From the items below, pick out each line that contains the word "leaf" and copy it.
☆ ☆ ☆
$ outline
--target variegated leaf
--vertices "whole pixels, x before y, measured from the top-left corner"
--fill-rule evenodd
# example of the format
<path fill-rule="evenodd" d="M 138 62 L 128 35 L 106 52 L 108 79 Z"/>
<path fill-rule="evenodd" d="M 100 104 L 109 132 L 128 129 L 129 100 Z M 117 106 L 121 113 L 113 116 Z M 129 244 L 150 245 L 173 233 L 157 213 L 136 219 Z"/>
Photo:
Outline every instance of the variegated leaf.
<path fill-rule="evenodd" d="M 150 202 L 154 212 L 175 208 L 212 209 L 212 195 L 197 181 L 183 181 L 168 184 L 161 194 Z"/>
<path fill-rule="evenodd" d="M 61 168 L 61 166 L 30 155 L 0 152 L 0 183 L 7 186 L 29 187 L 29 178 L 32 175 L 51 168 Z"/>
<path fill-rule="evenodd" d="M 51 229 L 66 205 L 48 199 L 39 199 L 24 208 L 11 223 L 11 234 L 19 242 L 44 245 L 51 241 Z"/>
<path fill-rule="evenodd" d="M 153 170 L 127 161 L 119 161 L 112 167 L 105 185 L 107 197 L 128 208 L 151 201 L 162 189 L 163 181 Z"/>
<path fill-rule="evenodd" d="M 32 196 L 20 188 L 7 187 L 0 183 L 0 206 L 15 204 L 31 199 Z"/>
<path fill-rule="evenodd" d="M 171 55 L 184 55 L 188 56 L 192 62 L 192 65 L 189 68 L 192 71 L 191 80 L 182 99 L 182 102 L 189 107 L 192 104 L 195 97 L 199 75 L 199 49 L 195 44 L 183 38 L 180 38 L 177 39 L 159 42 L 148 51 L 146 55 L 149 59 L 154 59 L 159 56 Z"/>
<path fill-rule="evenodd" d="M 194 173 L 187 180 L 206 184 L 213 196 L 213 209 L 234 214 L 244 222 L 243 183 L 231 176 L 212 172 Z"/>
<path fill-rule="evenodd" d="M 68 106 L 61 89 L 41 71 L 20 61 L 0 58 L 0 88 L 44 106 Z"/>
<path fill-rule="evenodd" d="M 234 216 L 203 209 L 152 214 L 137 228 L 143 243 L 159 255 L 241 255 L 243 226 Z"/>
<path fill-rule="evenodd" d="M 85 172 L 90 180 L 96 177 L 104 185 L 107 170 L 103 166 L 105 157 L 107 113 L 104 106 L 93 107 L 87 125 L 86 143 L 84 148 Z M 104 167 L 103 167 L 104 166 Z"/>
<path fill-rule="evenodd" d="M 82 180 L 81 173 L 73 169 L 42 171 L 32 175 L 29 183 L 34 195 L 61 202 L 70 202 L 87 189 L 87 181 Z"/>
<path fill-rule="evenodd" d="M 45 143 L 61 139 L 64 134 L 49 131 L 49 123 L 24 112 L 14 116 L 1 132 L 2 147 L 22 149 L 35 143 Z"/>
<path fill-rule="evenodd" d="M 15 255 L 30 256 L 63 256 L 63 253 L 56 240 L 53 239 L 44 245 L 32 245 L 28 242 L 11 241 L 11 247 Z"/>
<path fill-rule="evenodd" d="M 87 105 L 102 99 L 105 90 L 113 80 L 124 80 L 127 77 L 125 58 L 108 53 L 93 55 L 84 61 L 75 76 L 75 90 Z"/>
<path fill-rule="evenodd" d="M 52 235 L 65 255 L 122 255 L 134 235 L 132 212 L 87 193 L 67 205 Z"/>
☆ ☆ ☆
## SOLUTION:
--target variegated leaf
Outline every instance of the variegated leaf.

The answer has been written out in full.